◆ Task statement
How many lines of the listing below contain the string "warehouse"? Case counts. Reply with the number alone.

>> BEGIN

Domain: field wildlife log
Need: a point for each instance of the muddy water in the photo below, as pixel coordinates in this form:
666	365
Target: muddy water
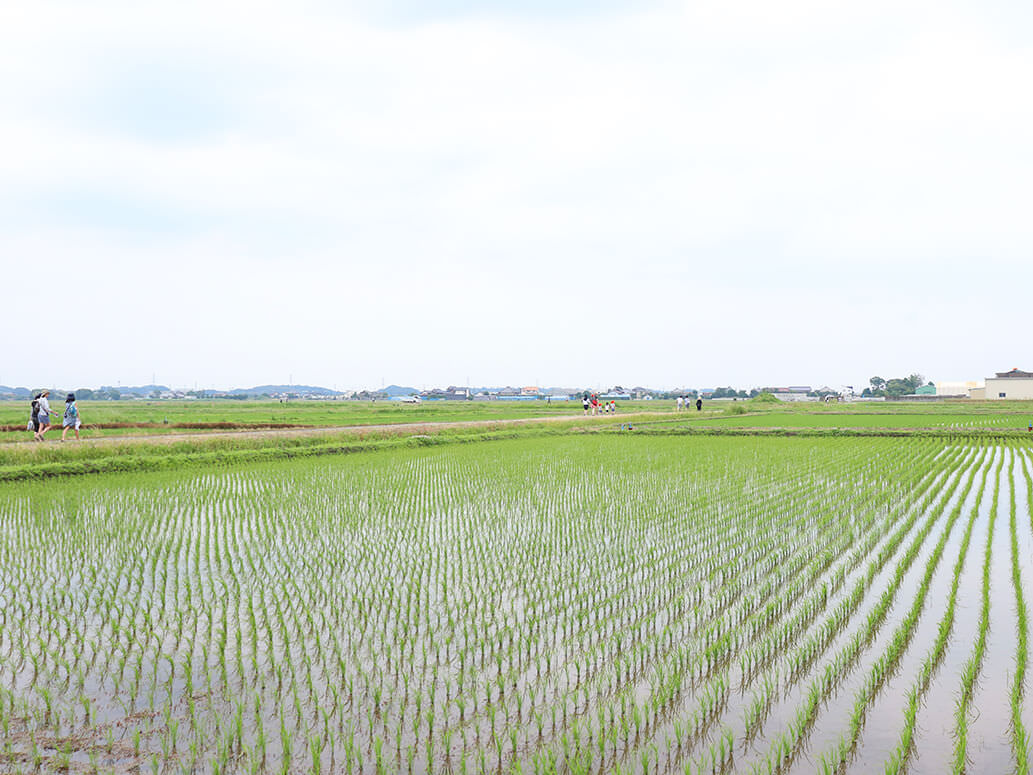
784	707
885	717
989	732
935	722
833	720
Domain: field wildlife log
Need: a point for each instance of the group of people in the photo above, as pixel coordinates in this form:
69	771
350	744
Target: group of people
592	406
682	403
39	420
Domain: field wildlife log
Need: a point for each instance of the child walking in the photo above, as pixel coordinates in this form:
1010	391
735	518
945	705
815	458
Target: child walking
71	419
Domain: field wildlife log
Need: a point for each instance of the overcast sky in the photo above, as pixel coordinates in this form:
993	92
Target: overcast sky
562	192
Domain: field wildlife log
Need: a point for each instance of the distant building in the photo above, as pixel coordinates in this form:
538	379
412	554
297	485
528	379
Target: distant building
792	389
956	390
1012	384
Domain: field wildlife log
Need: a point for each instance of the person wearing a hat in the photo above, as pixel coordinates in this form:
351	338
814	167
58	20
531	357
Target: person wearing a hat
71	419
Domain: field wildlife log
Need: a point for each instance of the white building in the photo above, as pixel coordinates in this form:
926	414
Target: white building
1012	384
957	389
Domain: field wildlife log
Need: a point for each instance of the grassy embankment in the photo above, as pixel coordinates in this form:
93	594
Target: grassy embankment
365	427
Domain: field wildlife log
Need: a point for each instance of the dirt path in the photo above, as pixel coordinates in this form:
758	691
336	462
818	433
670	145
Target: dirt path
357	430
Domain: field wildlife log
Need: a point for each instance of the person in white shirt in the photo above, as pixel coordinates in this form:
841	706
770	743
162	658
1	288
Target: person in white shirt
44	414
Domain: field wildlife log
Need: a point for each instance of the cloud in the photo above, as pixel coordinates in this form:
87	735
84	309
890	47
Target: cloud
518	176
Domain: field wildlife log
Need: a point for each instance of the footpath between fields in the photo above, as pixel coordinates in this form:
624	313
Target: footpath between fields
113	455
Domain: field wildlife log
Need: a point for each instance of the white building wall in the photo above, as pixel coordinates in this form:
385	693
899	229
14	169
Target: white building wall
1013	389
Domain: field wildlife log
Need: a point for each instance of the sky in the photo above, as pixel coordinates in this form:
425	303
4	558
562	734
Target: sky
554	192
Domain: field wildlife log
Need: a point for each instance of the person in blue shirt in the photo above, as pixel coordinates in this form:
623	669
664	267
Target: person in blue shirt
71	419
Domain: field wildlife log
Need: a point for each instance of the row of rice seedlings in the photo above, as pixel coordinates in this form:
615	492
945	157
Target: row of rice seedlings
974	663
1020	736
783	750
900	755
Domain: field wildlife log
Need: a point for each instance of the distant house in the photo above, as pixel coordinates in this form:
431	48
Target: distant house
1014	384
956	389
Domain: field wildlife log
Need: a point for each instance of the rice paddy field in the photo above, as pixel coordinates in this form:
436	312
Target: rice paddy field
602	603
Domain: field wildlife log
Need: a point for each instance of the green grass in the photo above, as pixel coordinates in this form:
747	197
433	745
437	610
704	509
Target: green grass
306	413
558	600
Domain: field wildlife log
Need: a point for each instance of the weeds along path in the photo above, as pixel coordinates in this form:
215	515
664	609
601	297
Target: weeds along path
990	736
928	747
1023	689
757	676
909	649
824	698
586	603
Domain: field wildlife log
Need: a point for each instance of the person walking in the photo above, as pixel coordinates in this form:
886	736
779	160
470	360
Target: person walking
71	419
34	414
43	412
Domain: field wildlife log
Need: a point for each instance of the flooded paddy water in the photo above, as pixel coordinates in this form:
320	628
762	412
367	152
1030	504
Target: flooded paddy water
614	603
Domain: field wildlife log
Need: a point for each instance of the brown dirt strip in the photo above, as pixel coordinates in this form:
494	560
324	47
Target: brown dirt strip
357	430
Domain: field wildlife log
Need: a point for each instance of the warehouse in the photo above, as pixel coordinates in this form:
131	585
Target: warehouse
1012	384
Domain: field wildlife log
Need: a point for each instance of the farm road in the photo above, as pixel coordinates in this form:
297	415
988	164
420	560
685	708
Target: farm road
358	430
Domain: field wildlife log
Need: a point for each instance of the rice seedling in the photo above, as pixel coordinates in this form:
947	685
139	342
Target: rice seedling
525	606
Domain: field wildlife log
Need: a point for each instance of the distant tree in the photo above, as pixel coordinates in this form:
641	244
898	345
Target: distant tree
897	386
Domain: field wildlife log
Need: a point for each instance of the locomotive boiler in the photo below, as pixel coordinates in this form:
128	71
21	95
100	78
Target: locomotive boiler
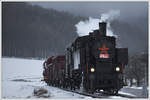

>> END

◆ Exercise answer
2